-- Data for processing --
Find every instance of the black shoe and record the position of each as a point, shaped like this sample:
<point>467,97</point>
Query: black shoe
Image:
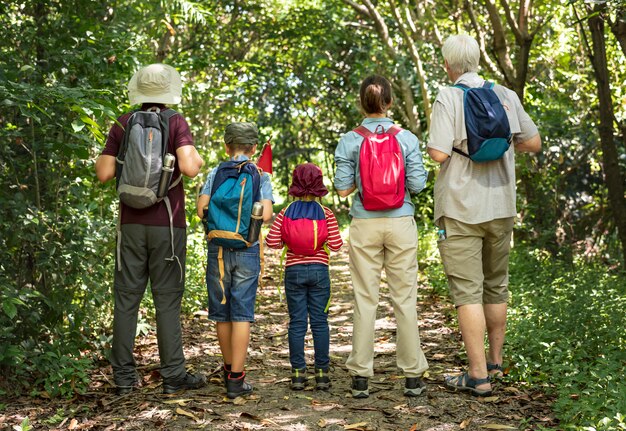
<point>123,390</point>
<point>414,386</point>
<point>322,380</point>
<point>359,387</point>
<point>236,387</point>
<point>190,381</point>
<point>225,372</point>
<point>298,379</point>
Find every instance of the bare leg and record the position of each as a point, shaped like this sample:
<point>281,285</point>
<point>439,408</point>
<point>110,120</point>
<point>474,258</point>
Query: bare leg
<point>495,317</point>
<point>239,339</point>
<point>224,331</point>
<point>472,325</point>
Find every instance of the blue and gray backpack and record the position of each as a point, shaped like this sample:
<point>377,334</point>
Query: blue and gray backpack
<point>486,123</point>
<point>236,186</point>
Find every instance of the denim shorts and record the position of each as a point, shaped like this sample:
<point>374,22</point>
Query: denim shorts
<point>233,299</point>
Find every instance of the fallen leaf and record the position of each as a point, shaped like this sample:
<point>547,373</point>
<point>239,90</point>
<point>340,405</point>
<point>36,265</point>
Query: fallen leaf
<point>180,402</point>
<point>498,427</point>
<point>490,399</point>
<point>356,426</point>
<point>251,416</point>
<point>186,413</point>
<point>279,334</point>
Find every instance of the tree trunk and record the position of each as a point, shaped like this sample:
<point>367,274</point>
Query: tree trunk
<point>613,177</point>
<point>618,27</point>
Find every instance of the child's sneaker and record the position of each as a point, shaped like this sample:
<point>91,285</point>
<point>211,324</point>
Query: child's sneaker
<point>359,387</point>
<point>236,387</point>
<point>298,379</point>
<point>414,386</point>
<point>322,380</point>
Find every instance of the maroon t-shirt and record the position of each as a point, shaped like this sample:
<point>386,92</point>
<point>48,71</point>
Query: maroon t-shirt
<point>156,215</point>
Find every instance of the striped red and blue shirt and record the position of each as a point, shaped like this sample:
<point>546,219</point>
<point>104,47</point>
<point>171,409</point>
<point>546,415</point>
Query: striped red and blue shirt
<point>334,241</point>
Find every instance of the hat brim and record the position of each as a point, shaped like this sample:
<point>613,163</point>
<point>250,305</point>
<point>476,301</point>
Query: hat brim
<point>170,97</point>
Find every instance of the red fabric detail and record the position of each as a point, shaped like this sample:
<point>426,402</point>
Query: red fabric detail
<point>307,179</point>
<point>156,215</point>
<point>265,159</point>
<point>334,241</point>
<point>381,166</point>
<point>300,236</point>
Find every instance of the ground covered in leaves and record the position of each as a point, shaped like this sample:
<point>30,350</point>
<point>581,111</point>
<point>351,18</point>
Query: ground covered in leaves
<point>273,406</point>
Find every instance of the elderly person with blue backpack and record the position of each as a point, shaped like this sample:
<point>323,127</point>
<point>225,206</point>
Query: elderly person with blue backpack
<point>384,163</point>
<point>476,127</point>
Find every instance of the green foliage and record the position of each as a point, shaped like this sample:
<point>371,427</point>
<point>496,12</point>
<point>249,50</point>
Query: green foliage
<point>566,330</point>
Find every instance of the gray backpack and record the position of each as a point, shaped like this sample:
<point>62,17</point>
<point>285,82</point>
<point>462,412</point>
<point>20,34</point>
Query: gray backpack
<point>139,165</point>
<point>140,159</point>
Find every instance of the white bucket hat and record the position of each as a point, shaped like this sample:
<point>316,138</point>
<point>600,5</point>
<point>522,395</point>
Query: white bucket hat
<point>156,83</point>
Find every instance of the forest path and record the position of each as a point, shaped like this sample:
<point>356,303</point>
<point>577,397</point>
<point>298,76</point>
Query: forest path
<point>273,406</point>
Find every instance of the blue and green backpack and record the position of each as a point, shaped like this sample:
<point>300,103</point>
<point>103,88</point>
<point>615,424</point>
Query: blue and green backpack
<point>486,123</point>
<point>236,186</point>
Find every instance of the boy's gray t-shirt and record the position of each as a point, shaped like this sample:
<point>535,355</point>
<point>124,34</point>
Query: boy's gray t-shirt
<point>465,190</point>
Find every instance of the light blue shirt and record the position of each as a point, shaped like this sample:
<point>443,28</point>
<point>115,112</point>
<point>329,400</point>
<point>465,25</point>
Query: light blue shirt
<point>347,172</point>
<point>265,189</point>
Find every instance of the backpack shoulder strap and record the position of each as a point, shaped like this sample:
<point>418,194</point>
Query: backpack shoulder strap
<point>363,131</point>
<point>394,130</point>
<point>461,87</point>
<point>164,119</point>
<point>456,150</point>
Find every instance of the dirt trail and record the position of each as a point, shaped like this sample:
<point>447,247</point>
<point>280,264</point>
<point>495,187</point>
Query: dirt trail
<point>273,406</point>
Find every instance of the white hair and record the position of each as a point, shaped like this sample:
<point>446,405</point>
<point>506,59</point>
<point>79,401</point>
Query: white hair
<point>462,53</point>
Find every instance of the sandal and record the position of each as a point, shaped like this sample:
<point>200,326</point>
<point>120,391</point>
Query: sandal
<point>499,371</point>
<point>465,383</point>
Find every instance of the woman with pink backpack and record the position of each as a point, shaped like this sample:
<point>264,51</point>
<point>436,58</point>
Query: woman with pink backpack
<point>309,230</point>
<point>383,163</point>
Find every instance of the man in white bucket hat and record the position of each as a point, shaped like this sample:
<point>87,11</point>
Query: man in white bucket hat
<point>152,240</point>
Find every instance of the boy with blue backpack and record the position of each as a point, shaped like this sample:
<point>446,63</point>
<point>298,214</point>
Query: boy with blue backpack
<point>308,230</point>
<point>231,193</point>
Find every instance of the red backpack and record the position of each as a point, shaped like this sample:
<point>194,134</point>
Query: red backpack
<point>304,230</point>
<point>381,165</point>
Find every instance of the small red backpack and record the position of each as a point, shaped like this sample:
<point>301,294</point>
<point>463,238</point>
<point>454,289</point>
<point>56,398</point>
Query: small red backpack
<point>304,230</point>
<point>381,166</point>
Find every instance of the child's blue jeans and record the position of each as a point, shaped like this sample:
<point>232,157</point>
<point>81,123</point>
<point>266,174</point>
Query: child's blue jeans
<point>308,290</point>
<point>232,299</point>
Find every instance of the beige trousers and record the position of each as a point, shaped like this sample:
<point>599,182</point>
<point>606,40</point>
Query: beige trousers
<point>389,243</point>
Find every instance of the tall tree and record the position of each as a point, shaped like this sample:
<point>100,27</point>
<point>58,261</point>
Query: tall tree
<point>614,177</point>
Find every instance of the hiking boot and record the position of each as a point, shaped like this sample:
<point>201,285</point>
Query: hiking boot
<point>322,379</point>
<point>190,381</point>
<point>236,387</point>
<point>359,387</point>
<point>414,386</point>
<point>298,379</point>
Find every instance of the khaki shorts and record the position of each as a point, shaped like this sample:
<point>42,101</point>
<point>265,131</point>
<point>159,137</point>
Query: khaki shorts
<point>476,260</point>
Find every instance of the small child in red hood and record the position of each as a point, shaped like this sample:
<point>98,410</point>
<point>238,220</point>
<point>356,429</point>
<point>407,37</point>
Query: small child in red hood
<point>309,230</point>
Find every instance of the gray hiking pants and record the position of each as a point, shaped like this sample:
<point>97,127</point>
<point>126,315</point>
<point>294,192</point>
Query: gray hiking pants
<point>143,253</point>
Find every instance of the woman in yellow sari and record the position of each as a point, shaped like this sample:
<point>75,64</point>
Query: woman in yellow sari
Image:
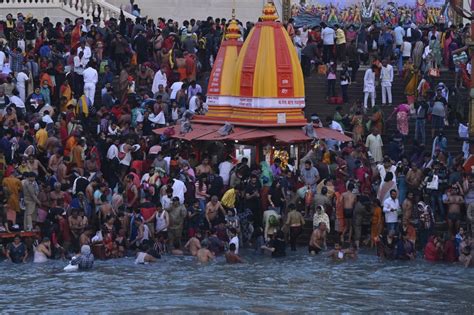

-- Instructions for the task --
What is the number of lines in the listing above that hold "sari"? Respond with that number and nothing else.

-- Exercise response --
2